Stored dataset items
[start]

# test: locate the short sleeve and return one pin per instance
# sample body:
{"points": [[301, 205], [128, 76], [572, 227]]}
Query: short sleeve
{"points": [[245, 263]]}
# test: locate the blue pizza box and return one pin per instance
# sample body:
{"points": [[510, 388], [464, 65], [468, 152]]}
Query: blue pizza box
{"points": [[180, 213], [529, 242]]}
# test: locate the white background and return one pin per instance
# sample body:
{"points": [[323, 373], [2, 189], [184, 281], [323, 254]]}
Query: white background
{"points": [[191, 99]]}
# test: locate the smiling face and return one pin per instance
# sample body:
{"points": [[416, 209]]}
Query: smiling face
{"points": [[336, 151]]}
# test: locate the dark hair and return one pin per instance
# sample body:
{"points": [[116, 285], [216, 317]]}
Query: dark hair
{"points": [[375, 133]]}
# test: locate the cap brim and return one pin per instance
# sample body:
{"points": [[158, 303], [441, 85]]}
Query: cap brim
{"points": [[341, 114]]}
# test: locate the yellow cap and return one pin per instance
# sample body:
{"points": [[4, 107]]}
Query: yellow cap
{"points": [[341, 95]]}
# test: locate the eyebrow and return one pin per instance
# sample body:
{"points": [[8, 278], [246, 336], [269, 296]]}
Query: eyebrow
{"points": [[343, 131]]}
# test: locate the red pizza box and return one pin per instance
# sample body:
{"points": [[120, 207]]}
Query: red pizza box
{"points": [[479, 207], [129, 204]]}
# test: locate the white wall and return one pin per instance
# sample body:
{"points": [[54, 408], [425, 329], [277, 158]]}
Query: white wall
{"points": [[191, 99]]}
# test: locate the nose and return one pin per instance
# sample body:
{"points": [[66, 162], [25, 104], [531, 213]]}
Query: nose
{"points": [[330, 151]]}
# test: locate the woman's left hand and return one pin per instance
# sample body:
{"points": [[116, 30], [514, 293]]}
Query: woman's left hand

[end]

■ Stated goal
Reproduce all of the material above verbatim, line by line, in its original order.

■ Task response
# test: locate the short sleeve and return one pin per instance
# sample body:
{"points": [[301, 205], [128, 76], [572, 227]]}
Query: short sleeve
{"points": [[245, 263]]}
# test: locate the blue pizza box and return one pin per instance
# sample body:
{"points": [[510, 388], [464, 65], [468, 152]]}
Query: blue pizza box
{"points": [[180, 213], [529, 242]]}
# test: locate the white background and return one pin per instance
# sample body:
{"points": [[323, 373], [2, 189], [184, 281], [323, 254]]}
Query: white background
{"points": [[191, 99]]}
# test: locate the smiling face and return one pin per instance
# sample body:
{"points": [[416, 209]]}
Query: smiling face
{"points": [[336, 151]]}
# test: locate the dark hair and return one pin per instance
# sample body:
{"points": [[116, 285], [216, 317]]}
Query: dark hair
{"points": [[375, 133]]}
# test: locate the cap brim and return one pin per instance
# sample body:
{"points": [[158, 303], [441, 85]]}
Query: cap brim
{"points": [[341, 114]]}
# test: locate the yellow cap and return one pin per instance
# sample body:
{"points": [[4, 107]]}
Query: yellow cap
{"points": [[341, 95]]}
# test: locate the eyebrow and return one pin per instance
# sample body:
{"points": [[8, 278], [246, 336], [269, 296]]}
Query: eyebrow
{"points": [[343, 131]]}
# test: locate the red pizza box and return one pin per instance
# sample body:
{"points": [[120, 207]]}
Query: red pizza box
{"points": [[479, 207], [129, 204]]}
# test: locate the white wall and return one pin per instance
# sample body:
{"points": [[54, 408], [425, 329], [277, 158]]}
Query: white wall
{"points": [[191, 99]]}
# test: locate the nose and return one pin per instance
# sample body:
{"points": [[66, 162], [25, 104], [531, 213]]}
Query: nose
{"points": [[330, 151]]}
# test: locate the woman's left hand and return one pin per instance
# sample body:
{"points": [[116, 30], [514, 293]]}
Query: woman's left hand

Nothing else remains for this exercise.